-- Opening Marker --

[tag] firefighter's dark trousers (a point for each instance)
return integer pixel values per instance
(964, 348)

-- Closing Marker --
-- Opening Marker --

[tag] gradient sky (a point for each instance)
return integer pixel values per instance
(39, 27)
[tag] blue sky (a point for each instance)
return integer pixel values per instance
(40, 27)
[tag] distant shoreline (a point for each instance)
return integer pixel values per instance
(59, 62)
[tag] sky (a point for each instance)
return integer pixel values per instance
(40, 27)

-- Closing Marker --

REQUIRED WORK – Which lines of the entries above contain the word "point"? Copy each of them.

RESPONSE –
[tag] firefighter's dark trousers (a point for each instance)
[tag] gradient sky (a point for each instance)
[tag] blue sky (a point for each instance)
[tag] distant shoreline (a point for each instance)
[tag] sky (a point for each instance)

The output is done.